⟨
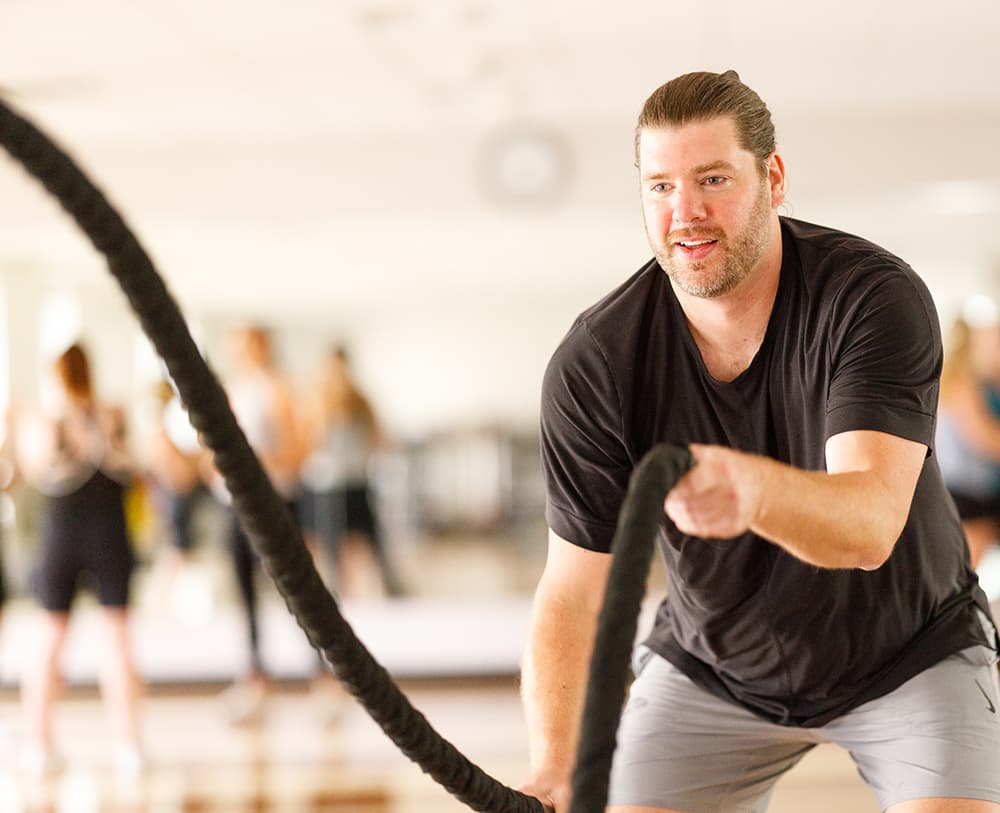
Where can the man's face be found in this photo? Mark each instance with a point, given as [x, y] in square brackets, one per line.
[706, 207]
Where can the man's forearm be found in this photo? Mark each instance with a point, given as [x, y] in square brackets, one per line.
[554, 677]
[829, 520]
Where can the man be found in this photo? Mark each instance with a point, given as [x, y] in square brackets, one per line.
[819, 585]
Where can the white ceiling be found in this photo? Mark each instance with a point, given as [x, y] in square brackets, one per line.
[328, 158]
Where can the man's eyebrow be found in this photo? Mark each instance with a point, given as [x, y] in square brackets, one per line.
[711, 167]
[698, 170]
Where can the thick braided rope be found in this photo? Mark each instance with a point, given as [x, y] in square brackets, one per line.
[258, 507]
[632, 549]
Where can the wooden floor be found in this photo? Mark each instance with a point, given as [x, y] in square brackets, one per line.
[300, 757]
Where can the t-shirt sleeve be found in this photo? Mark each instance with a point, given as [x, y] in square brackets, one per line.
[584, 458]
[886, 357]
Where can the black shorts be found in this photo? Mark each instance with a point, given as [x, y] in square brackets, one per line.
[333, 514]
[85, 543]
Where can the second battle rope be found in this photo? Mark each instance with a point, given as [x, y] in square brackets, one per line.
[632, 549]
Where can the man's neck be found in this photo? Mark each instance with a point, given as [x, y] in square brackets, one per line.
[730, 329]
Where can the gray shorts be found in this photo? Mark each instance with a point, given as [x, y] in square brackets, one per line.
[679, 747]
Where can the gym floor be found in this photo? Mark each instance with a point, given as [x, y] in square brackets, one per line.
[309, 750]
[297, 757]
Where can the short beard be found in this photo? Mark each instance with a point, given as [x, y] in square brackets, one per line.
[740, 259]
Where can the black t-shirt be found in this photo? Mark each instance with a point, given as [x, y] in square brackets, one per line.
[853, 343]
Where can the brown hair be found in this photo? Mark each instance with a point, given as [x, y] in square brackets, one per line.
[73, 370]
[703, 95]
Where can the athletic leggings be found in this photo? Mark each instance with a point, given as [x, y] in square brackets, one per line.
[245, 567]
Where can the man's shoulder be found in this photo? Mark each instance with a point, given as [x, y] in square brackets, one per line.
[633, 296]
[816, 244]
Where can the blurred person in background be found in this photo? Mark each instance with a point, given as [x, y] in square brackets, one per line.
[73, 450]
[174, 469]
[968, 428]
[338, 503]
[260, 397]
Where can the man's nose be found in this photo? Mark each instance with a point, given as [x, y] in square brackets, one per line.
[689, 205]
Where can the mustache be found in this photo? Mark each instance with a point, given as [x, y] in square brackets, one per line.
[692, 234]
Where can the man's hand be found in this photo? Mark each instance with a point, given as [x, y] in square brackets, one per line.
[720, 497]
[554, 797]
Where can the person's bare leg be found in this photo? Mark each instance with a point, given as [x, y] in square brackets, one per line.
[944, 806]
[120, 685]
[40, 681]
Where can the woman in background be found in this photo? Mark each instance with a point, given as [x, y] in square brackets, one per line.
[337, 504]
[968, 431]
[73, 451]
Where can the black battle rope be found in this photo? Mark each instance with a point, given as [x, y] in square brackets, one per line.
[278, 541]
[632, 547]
⟩
Copy the data word for word, from the line containing "Where can the person's" through the end of the data, both ends included.

Where can the person's bare leg be found in this photo? Mark each instance with a point, given as [x, y] in square brackets, one per line.
[944, 806]
[120, 685]
[40, 681]
Where can the woman in background be found in this photo? Mark each instance with a point, given as [x, y] in square brackets, one per line.
[337, 504]
[968, 431]
[73, 451]
Where can the black battle rope be found in this photo? Mark each instance with a point, given as [x, y] in square brackets, one per line.
[278, 541]
[632, 547]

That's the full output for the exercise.